The entries need to be copied exactly.
____ Recorded data
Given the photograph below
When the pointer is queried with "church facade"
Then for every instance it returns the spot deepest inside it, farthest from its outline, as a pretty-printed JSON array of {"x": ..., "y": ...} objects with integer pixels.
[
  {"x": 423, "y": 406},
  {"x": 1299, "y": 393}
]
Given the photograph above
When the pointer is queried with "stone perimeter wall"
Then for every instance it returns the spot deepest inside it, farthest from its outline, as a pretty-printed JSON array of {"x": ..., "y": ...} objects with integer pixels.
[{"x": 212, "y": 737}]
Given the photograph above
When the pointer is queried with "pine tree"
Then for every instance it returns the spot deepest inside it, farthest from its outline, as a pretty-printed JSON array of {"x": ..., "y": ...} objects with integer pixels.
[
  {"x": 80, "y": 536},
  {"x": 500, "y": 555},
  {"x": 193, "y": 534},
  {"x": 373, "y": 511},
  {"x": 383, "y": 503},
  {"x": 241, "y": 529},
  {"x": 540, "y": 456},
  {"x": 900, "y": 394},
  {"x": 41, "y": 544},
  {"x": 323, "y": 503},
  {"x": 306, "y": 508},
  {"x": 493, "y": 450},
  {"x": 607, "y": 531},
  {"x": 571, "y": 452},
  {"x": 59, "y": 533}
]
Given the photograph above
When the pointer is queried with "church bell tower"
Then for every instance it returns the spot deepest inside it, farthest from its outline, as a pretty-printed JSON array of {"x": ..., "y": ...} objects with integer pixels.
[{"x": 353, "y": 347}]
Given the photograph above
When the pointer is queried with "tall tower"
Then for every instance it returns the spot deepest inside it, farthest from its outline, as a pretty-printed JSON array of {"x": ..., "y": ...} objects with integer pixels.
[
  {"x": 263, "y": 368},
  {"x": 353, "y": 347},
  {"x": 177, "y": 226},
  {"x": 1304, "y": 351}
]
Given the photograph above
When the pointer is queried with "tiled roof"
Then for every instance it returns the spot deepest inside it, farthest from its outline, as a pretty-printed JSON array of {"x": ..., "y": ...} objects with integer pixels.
________
## Result for this exercise
Given the photograph below
When the pointer is queried with "church facade"
Then for every instance it returns the spot deepest inside it, farthest from its outline, as a pretty-printed JSON array of {"x": ..., "y": ...} objects with integer pixels.
[
  {"x": 423, "y": 406},
  {"x": 1299, "y": 393}
]
Given the photograph above
When the pointer is queried with "stone perimeter wall"
Then for every instance it returns the spot deepest inside it, farthest from its outline, as a pretty-printed JSON array of {"x": ..., "y": ...} objects with integer pixels.
[{"x": 212, "y": 737}]
Given the photograph above
When the pointer is queried with "pine tree"
Then for every instance it returns the spot deepest inside it, farthest from its outline, as a pretty-printed JSON array of {"x": ..., "y": ...} objects with integer pixels.
[
  {"x": 80, "y": 536},
  {"x": 500, "y": 555},
  {"x": 193, "y": 534},
  {"x": 373, "y": 511},
  {"x": 383, "y": 503},
  {"x": 241, "y": 529},
  {"x": 540, "y": 456},
  {"x": 900, "y": 394},
  {"x": 41, "y": 544},
  {"x": 323, "y": 503},
  {"x": 306, "y": 508},
  {"x": 493, "y": 450},
  {"x": 607, "y": 531},
  {"x": 571, "y": 452},
  {"x": 59, "y": 533}
]
Given the photograph above
When the pointer is queried with "church bell tower"
Then for every instance it returns the spot deepest inside it, farthest from its outline, as a pretty-printed JSON array of {"x": ..., "y": ...} objects with integer pixels.
[{"x": 353, "y": 347}]
Given the photograph above
When the pointer is queried with "tall tower"
Then for every instance it returns the spot deepest inside it, farthest from its outline, as a pretty-printed JSON array of {"x": ..., "y": ...} objects with integer pixels.
[
  {"x": 263, "y": 368},
  {"x": 353, "y": 347},
  {"x": 177, "y": 226},
  {"x": 1304, "y": 351}
]
Given the photograph above
When the pointer is queried with "tiled roof"
Then for every instance it returns the spot deepest inside it, farthest from its outline, as a pretty-printed JSON array of {"x": ..., "y": ...} objects with integer pixels.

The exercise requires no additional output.